» **READING PASSAGE**
Monday, June 29, 2009

Maternal vitamin B12 and the risk of fetal neural tube defects in Egyptian patients.

Gaber KR, Farag MK, Soliman SE, El-Bassyouni HT, El-Kamah G. (2007) Maternal vitamin B12 and the risk of fetal neural tube defects in Egyptian patients.
Clinical Laboratory. 2007;53(1-2):69-75.

Prenatal Diagnosis and Fetal Medicine Department, National Research Centre, Cairo, Egypt.

OBJECTIVE: Folic acid insufficiency is a known risk factor for neural tube defects (NTDs), while the role of vitamin B12 is questionable. Thus, our purpose was to investigate whether low maternal serum vitamin B12 is associated with an increased risk of NTDs.

SETTING: Prenatal Diagnosis and Clinical Genetics Clinics, National Research Centre, in collaboration with the Radioisotope Department, Nuclear Research Centre, Cairo.

MATERIALS AND METHODS: The study groups included 36 women who were, or had been, pregnant with a NTD-affected fetus. The control groups comprised 35 healthy women with normal prior or current pregnancy and uncomplicated obstetric histories. Fasting plasma homocysteine, serum folate and cobalamin (vitamin B12) were determined. Odds ratio (OR) and 95% confidence intervals were calculated.

RESULTS: The fasting homocysteine was significantly higher in the study groups as compared to the controls. The median serum folate concentrations were similar in cases and controls, while the median vitamin B12 concentrations were significantly lower in the study groups compared to the controls. Low vitamin B12 concentration was associated with an approximately 2- to 3-fold increased risk for NTDs.

CONCLUSION: Low maternal serum values of vitamin B12 can be considered an important etiologic factor for the development of neural tube defects in our population. This may help in both genetic counseling for families with a history of NTD malformation, and as a pre-conceptional prophylactic measure by maternal supplementation of vitamin B12 and folic acid.

Dataset entries
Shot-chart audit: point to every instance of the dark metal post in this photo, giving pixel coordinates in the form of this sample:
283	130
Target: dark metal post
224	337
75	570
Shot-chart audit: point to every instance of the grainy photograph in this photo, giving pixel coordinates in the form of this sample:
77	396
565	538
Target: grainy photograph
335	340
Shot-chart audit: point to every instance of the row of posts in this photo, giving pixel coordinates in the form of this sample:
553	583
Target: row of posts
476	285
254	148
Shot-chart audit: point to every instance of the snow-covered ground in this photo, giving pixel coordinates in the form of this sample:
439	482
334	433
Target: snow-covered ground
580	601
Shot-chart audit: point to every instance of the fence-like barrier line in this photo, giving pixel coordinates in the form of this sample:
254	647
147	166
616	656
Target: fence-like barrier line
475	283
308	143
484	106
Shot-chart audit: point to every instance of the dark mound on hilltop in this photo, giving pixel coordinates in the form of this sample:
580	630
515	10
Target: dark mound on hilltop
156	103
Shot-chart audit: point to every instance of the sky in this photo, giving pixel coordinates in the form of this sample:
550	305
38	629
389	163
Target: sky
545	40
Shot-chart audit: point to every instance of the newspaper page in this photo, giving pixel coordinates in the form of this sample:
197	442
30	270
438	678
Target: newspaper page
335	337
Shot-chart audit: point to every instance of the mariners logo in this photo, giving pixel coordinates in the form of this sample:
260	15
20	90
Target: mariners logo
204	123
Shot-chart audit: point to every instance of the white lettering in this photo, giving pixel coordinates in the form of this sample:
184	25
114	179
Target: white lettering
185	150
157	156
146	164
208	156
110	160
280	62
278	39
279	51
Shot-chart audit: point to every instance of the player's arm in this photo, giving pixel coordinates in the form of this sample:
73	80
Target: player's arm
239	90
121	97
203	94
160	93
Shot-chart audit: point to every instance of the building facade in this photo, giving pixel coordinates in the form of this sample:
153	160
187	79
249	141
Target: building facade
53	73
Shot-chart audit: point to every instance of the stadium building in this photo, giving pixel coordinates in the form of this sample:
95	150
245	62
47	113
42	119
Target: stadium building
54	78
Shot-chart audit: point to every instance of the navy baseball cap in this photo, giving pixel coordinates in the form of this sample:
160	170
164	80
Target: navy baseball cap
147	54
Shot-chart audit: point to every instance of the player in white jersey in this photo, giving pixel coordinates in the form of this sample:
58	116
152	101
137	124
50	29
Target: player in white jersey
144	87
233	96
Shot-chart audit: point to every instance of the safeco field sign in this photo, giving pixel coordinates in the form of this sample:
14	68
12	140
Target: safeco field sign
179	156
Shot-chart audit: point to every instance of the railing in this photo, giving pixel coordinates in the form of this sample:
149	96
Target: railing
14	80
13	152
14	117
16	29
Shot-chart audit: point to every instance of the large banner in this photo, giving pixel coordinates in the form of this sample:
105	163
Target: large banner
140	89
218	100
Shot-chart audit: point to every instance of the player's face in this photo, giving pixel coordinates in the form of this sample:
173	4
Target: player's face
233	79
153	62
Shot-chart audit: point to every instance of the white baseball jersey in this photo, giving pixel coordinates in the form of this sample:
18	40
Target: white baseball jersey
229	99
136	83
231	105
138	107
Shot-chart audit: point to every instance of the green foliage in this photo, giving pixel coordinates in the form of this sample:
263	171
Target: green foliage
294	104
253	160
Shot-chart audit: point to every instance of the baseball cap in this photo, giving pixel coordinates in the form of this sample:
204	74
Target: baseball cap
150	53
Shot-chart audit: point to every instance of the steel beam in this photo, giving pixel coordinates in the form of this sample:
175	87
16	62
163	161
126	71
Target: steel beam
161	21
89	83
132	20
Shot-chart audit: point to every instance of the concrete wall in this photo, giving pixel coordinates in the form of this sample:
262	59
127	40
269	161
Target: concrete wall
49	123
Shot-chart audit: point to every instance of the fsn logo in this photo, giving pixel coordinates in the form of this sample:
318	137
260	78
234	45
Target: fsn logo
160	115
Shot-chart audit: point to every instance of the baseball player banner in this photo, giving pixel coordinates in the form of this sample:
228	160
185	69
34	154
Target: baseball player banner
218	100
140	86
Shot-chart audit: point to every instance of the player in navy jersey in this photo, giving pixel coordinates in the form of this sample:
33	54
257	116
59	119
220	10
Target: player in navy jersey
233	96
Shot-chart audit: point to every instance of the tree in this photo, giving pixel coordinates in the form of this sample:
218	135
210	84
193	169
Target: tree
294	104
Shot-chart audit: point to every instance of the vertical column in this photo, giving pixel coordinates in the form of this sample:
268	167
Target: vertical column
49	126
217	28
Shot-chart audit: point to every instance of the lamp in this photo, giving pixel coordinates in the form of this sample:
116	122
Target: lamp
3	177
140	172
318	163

» **WORK ORDER 1**
Answer these questions from the abstract.
(a) How many women made up the study groups?
(b) Which measured concentration was similar in cases and controls?
(c) Which department collaborated with the clinics of the National Research Centre?
» **WORK ORDER 2**
Reproduce the part of the abstract that opens with the words containing "SETTING: Prenatal Diagnosis" and closes with "Research Centre, Cairo.".
The listing comes from a source separate from the abstract.

» **RESPONSE BOX 1**
(a) 36 women
(b) The median serum folate concentration
(c) The Radioisotope Department, Nuclear Research Centre, Cairo

» **RESPONSE BOX 2**
SETTING: Prenatal Diagnosis and Clinical Genetics Clinics, National Research Centre, in collaboration with the Radioisotope Department, Nuclear Research Centre, Cairo.